- **Exercise directions**
Retype the part of the listing that opens with the line containing "[segment] yellow flower center" and closes with the line containing "POLYGON ((218 683, 209", both of those lines included, and nothing else.

- **Records from a data collection**
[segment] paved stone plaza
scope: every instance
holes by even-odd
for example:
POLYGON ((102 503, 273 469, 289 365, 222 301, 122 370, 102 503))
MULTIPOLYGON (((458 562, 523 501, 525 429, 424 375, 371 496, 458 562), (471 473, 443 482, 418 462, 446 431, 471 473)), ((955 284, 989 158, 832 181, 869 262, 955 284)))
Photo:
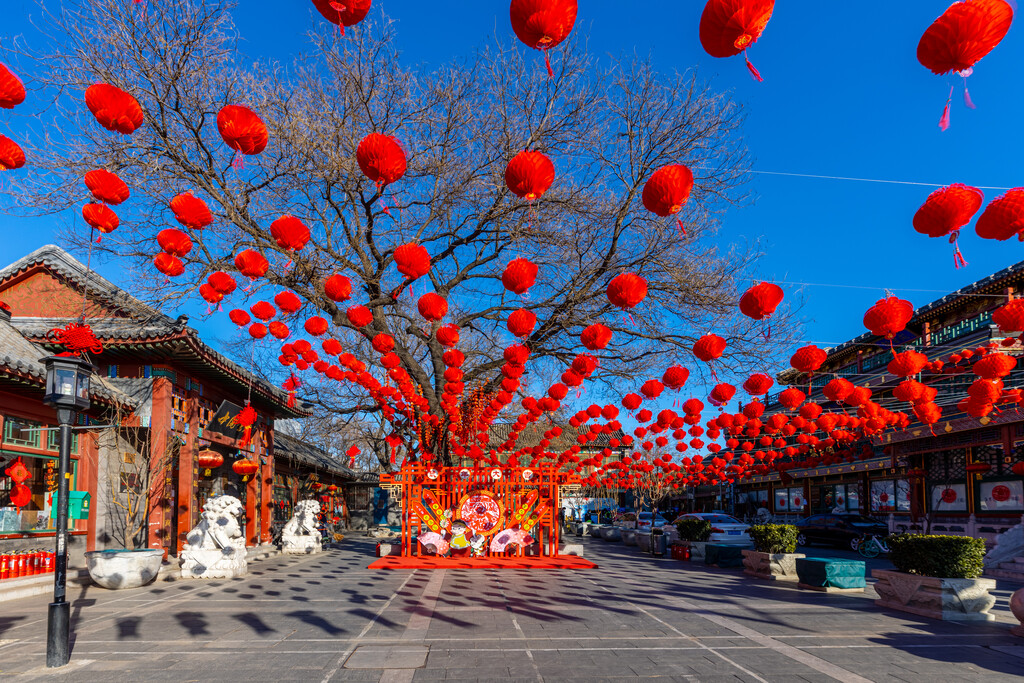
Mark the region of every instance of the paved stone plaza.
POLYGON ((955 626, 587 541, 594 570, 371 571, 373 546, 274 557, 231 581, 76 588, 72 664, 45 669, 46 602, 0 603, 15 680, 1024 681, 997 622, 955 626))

==

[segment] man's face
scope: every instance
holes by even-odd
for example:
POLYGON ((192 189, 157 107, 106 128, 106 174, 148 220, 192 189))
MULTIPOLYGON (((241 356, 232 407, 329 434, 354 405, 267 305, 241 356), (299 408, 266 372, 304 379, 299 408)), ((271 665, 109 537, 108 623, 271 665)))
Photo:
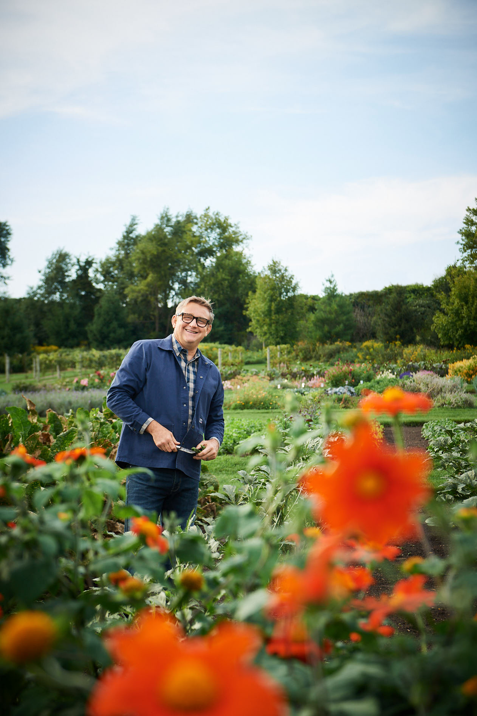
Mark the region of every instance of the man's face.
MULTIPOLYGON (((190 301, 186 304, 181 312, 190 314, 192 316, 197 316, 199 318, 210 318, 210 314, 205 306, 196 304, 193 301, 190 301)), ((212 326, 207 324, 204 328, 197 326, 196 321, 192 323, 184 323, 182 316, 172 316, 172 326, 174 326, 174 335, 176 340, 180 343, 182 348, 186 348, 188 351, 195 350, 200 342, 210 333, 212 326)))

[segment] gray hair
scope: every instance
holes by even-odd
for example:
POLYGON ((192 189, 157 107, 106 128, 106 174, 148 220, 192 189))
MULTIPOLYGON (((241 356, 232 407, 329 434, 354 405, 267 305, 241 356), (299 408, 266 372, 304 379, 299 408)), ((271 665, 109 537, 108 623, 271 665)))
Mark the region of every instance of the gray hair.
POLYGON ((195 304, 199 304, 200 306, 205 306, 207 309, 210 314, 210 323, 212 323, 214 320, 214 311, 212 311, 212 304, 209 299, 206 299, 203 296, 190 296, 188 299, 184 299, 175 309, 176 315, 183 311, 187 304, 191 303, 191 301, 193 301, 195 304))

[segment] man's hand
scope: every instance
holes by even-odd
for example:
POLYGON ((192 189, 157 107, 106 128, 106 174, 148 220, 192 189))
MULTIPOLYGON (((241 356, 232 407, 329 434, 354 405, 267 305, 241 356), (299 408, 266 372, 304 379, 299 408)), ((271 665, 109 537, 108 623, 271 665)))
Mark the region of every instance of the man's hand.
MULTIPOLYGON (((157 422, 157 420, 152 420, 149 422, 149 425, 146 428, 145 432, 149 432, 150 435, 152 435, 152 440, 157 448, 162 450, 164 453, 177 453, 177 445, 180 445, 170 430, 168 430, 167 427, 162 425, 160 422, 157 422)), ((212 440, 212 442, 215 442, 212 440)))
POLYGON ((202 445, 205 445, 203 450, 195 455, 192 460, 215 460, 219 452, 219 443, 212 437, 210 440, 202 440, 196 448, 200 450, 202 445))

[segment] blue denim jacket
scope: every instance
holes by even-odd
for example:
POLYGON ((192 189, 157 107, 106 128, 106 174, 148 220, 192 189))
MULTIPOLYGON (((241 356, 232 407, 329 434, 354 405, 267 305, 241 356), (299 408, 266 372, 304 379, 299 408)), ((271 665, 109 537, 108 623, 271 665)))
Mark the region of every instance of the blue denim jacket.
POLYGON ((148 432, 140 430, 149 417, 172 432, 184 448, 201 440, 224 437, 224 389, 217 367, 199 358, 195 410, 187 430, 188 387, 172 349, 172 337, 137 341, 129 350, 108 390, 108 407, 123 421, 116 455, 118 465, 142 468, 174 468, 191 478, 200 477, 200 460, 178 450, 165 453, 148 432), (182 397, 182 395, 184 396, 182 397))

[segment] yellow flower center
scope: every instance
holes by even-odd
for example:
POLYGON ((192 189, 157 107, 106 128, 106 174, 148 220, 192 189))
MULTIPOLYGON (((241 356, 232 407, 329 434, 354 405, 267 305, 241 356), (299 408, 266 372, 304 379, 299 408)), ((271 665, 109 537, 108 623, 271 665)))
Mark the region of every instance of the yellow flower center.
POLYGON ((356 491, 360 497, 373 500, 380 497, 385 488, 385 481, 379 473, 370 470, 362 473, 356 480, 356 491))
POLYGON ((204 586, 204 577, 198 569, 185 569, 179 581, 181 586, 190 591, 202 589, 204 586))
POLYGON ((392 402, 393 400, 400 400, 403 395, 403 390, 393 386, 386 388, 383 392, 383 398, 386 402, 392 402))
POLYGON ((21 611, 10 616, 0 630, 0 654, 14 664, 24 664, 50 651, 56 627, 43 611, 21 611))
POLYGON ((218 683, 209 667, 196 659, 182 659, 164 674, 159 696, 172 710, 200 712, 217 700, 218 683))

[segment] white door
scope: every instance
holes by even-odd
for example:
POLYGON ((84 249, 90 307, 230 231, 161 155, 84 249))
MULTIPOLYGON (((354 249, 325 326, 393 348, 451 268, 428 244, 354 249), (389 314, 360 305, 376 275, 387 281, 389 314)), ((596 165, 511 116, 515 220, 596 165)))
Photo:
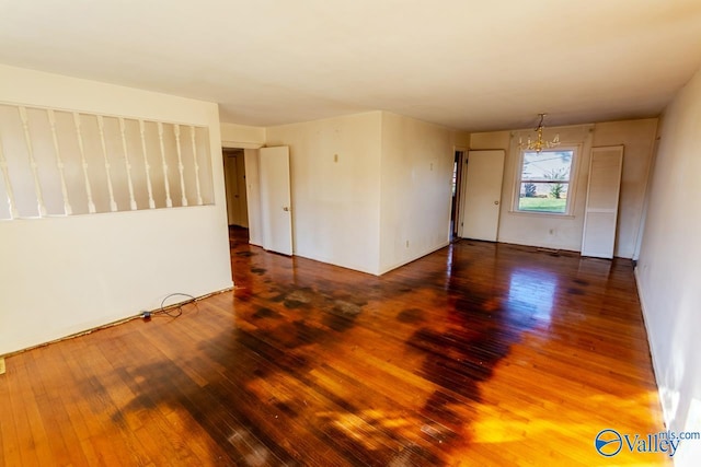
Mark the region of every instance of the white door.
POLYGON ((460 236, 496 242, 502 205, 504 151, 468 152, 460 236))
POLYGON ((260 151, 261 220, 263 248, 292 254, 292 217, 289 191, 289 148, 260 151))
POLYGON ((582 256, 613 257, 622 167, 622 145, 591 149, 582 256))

==

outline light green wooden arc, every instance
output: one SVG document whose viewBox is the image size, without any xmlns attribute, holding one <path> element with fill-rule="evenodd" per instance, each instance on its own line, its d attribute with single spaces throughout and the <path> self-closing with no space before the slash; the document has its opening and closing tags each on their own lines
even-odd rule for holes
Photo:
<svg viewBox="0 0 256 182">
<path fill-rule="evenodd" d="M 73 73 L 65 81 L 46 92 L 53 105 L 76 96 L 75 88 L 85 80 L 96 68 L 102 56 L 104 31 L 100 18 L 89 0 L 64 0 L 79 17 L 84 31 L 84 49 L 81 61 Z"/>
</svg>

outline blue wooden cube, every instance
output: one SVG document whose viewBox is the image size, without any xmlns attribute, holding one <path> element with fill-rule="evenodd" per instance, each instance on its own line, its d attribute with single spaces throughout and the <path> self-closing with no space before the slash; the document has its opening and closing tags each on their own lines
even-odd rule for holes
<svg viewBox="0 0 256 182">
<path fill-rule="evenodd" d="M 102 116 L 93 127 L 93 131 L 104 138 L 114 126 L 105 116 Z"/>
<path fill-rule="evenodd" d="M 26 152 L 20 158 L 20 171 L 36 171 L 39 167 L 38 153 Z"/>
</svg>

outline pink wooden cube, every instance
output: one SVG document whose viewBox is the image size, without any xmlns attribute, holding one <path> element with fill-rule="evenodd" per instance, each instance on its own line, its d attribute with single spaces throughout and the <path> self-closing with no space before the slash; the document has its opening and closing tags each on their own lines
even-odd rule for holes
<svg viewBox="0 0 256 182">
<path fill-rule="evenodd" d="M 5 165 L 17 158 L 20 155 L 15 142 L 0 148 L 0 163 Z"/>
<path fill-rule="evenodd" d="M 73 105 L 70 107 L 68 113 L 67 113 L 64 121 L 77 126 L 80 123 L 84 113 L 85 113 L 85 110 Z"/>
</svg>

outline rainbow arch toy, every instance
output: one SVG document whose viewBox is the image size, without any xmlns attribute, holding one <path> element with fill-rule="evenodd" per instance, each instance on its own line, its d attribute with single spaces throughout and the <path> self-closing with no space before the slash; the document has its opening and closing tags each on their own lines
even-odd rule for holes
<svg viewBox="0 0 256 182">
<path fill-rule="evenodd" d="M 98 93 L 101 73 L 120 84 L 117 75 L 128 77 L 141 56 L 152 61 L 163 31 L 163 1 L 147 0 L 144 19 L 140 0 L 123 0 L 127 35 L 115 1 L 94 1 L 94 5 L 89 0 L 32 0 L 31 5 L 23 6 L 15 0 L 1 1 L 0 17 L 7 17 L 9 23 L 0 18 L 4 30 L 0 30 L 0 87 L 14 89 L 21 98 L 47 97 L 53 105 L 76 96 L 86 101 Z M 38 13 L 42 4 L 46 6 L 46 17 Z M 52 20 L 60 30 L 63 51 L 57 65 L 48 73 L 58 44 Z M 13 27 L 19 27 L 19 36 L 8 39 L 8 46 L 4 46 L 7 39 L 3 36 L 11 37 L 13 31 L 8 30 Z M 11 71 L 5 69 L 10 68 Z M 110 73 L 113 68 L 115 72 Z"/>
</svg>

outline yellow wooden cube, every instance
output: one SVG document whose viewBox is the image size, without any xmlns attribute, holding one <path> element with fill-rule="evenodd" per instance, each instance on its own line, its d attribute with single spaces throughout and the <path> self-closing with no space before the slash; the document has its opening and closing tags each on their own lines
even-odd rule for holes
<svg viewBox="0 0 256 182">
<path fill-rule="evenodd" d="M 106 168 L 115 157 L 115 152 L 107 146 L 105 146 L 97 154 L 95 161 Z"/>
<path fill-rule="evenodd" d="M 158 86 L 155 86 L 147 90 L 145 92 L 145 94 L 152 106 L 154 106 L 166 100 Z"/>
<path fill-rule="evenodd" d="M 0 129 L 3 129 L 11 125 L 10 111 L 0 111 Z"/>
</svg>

- **Final result**
[segment] yellow flower center
scope: every instance
holes by even-odd
for example:
POLYGON ((192 189, 157 107, 106 128, 106 174, 148 220, 192 189))
MULTIPOLYGON (((241 356, 232 407, 329 434, 354 405, 267 305, 241 356), (299 408, 266 372, 304 379, 299 408)), ((271 665, 109 537, 108 623, 271 665)))
Mark the region of every instance of the yellow flower center.
POLYGON ((356 491, 360 497, 373 500, 380 497, 385 488, 385 481, 379 473, 370 470, 362 473, 356 480, 356 491))
POLYGON ((204 586, 204 577, 198 569, 185 569, 179 581, 181 586, 190 591, 202 589, 204 586))
POLYGON ((392 402, 393 400, 400 400, 403 395, 403 390, 393 386, 386 388, 383 392, 383 398, 386 402, 392 402))
POLYGON ((21 611, 10 616, 0 630, 0 654, 14 664, 24 664, 50 651, 56 627, 43 611, 21 611))
POLYGON ((218 683, 209 667, 196 659, 182 659, 164 674, 159 696, 172 710, 200 712, 217 700, 218 683))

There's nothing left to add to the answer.